Problem statement — Identify each line in the data below that contains the word "dirt" and copy those lines in full.

━━━━━ Exercise data ━━━━━

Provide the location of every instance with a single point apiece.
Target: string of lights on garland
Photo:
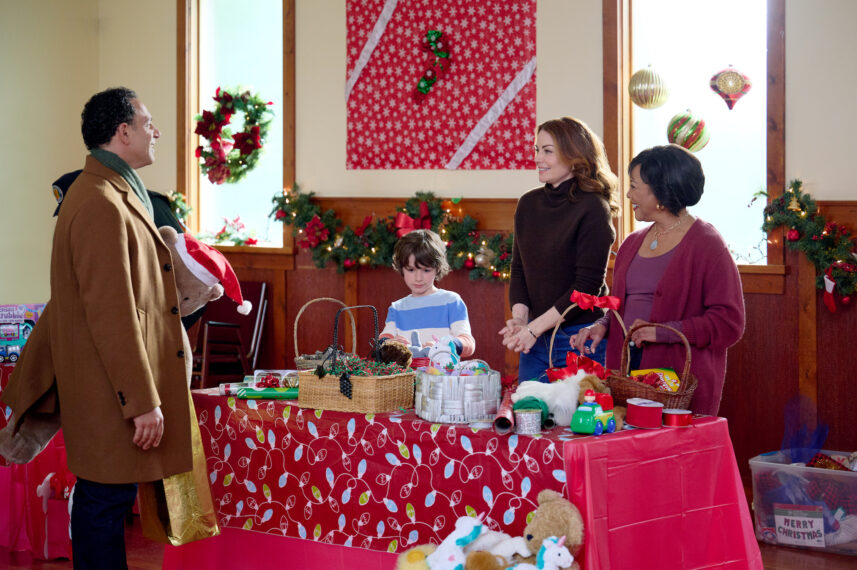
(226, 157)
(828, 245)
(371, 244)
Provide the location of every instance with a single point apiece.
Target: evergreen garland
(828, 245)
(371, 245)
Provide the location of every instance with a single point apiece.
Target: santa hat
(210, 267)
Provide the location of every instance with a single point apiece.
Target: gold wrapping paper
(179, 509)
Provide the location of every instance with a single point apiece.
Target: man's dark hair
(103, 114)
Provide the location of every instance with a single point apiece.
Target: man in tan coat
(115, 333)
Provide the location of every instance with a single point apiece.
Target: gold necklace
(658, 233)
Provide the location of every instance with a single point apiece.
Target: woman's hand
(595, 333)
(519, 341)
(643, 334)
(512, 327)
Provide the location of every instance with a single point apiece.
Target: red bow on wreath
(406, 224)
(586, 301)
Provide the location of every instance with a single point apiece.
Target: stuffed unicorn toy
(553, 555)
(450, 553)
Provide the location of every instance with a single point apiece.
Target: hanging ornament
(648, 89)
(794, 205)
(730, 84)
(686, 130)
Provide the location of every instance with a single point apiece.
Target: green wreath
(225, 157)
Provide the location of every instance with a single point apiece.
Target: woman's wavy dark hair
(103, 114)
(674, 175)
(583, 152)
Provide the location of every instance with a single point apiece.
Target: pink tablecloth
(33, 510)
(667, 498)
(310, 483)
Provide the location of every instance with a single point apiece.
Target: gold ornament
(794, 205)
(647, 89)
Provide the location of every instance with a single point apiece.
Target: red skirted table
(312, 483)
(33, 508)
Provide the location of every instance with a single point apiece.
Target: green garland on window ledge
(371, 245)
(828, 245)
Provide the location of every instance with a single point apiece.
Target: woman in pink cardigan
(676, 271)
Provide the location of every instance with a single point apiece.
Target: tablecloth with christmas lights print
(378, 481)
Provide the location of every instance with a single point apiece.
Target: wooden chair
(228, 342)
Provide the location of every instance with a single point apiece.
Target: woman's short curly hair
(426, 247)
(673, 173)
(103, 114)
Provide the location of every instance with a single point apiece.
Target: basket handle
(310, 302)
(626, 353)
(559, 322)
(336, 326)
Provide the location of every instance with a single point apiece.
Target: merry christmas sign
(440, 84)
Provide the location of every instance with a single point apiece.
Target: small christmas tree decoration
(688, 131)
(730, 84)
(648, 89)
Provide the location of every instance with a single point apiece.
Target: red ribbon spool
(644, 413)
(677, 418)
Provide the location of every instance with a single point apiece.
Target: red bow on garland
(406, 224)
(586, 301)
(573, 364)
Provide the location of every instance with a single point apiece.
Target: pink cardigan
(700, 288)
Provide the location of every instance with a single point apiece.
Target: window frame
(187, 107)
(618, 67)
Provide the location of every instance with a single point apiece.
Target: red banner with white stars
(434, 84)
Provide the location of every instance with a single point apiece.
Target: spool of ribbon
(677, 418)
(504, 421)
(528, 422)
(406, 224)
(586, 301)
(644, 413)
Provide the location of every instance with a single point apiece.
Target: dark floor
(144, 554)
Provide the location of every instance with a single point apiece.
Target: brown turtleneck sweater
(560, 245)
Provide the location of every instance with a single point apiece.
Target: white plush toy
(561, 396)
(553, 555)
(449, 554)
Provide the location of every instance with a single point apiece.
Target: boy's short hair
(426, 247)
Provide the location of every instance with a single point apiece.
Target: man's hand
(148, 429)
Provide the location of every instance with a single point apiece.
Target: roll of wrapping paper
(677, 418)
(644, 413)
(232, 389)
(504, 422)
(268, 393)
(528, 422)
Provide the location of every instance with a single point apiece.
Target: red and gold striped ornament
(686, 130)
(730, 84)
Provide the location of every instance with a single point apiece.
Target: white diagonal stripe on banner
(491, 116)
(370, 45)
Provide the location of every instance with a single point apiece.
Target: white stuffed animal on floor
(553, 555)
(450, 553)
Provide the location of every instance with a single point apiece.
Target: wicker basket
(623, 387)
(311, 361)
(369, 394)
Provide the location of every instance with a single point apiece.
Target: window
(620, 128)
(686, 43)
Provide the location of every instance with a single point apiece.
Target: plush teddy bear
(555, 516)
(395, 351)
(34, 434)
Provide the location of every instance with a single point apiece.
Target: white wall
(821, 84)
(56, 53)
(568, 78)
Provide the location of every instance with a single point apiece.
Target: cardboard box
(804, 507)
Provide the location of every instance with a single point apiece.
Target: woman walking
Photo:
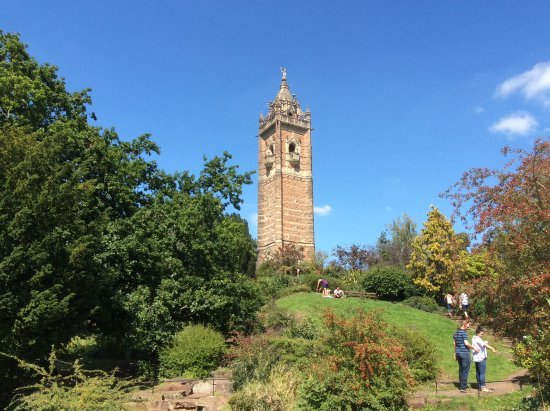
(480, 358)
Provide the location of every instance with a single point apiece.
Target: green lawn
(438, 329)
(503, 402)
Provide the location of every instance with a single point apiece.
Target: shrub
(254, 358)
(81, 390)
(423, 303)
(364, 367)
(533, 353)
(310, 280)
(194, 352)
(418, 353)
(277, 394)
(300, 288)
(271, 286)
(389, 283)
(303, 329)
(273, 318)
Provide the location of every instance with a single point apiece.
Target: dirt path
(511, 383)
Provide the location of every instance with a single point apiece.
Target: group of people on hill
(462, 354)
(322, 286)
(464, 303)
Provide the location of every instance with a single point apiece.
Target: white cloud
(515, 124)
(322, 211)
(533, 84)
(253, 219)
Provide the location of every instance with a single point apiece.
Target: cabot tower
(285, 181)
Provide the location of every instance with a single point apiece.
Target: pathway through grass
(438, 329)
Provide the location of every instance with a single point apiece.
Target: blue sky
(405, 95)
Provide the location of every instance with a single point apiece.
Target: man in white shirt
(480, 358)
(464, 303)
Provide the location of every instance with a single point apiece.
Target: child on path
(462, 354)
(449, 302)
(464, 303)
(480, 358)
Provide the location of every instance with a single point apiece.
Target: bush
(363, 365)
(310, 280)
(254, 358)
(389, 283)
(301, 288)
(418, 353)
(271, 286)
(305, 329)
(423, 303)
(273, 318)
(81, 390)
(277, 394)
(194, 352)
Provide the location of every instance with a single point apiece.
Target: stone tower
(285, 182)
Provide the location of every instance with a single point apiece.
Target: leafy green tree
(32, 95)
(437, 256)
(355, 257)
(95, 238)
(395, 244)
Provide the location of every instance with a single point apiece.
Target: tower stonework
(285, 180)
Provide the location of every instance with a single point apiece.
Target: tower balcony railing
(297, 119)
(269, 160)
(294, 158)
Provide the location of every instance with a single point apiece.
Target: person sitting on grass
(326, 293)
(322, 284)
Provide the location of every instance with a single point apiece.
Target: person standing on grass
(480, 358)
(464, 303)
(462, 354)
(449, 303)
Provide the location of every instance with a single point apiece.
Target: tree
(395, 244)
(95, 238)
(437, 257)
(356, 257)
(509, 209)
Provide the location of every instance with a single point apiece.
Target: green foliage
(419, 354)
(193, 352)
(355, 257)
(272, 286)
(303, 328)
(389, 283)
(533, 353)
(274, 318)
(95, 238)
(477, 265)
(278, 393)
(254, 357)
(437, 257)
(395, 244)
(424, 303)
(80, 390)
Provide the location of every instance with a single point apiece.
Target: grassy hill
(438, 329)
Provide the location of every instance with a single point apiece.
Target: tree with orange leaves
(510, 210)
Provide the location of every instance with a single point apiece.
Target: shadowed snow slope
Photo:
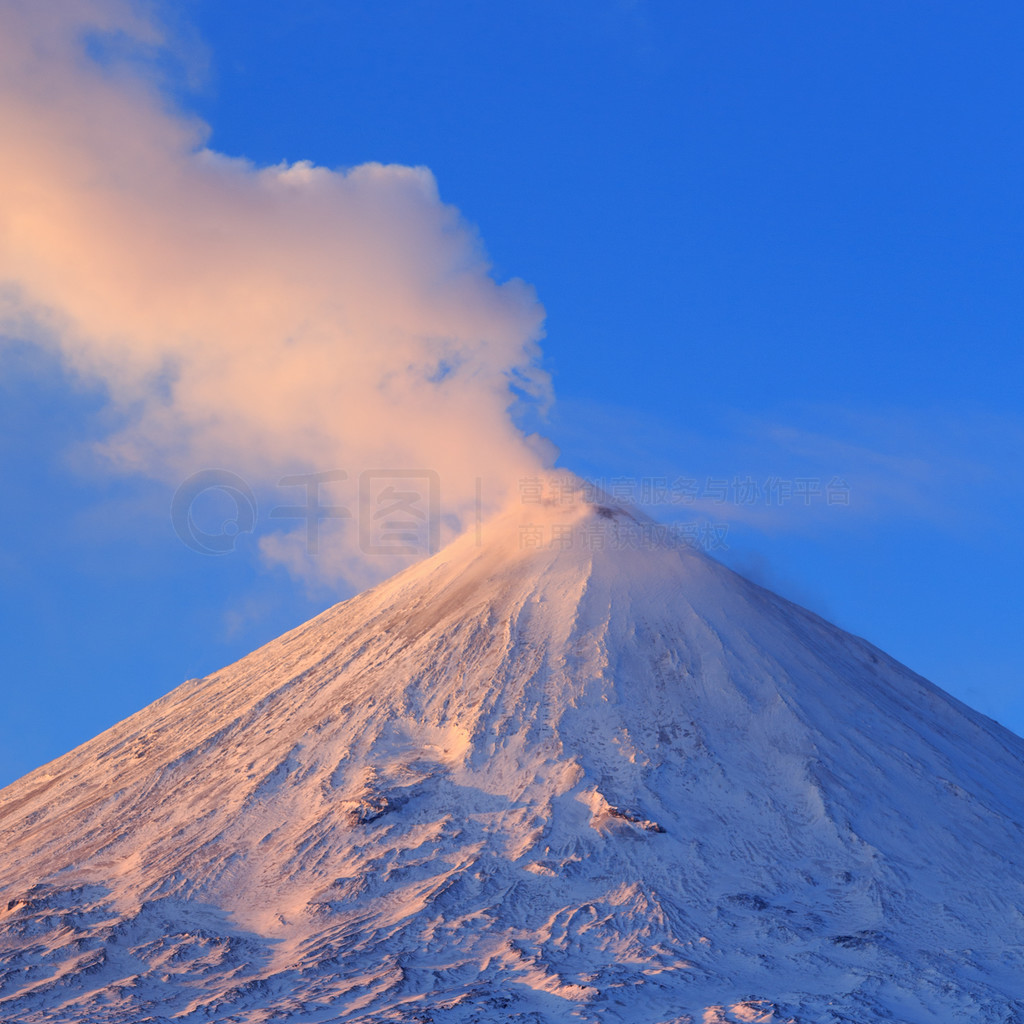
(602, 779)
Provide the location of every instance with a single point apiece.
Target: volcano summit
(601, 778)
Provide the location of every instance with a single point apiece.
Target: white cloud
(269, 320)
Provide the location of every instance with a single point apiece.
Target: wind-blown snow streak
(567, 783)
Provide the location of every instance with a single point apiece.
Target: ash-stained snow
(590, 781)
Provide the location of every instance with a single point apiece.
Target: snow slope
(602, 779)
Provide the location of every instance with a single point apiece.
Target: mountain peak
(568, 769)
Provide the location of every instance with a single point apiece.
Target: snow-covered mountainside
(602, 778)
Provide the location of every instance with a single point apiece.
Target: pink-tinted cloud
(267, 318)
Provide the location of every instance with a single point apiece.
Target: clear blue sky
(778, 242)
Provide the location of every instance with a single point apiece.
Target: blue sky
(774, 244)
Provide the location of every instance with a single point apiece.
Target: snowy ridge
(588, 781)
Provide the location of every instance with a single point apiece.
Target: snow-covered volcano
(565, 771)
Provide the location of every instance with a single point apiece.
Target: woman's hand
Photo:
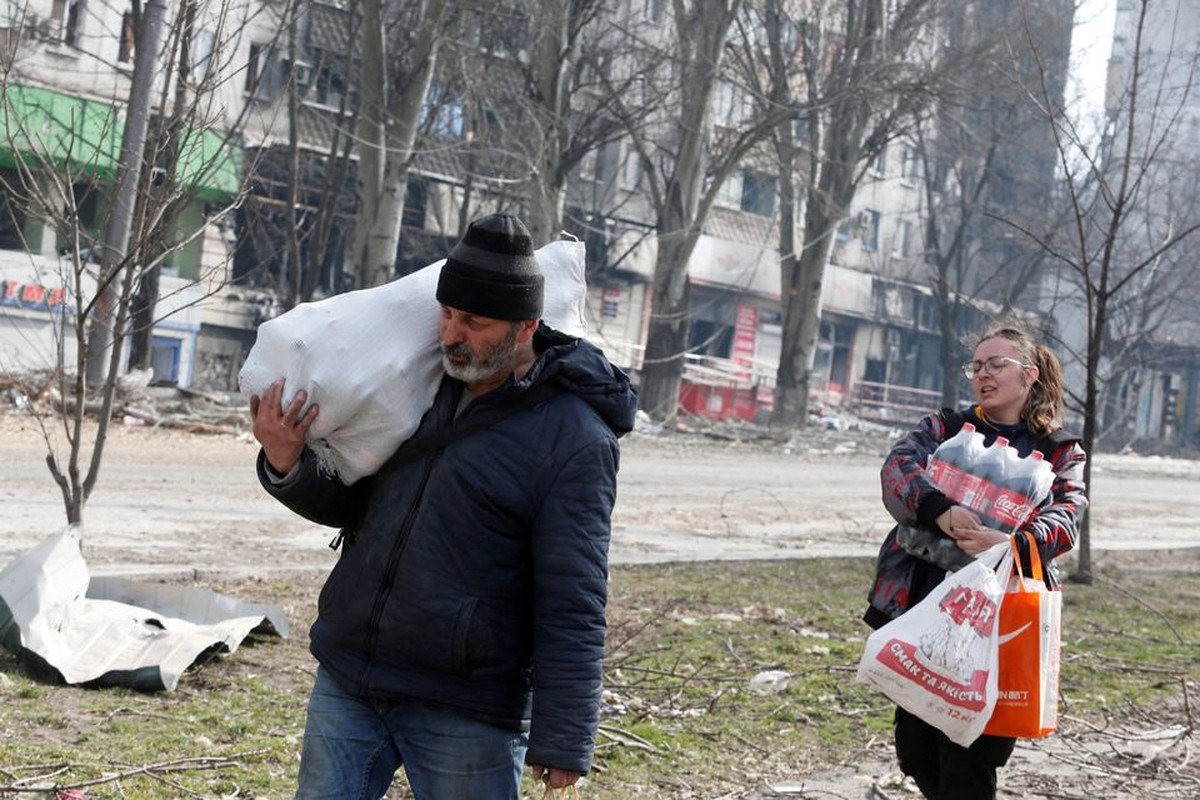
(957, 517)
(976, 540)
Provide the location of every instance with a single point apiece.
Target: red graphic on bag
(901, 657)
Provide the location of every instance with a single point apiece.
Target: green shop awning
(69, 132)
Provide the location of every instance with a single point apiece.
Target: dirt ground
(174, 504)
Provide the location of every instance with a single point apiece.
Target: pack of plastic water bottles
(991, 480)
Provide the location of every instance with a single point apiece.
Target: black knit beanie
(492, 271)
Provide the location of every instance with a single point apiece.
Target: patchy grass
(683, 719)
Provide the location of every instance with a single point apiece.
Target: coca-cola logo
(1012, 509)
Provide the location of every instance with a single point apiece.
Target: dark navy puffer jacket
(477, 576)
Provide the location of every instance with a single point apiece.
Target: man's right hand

━━━━━

Response below —
Target: dirt path
Target: dirt ground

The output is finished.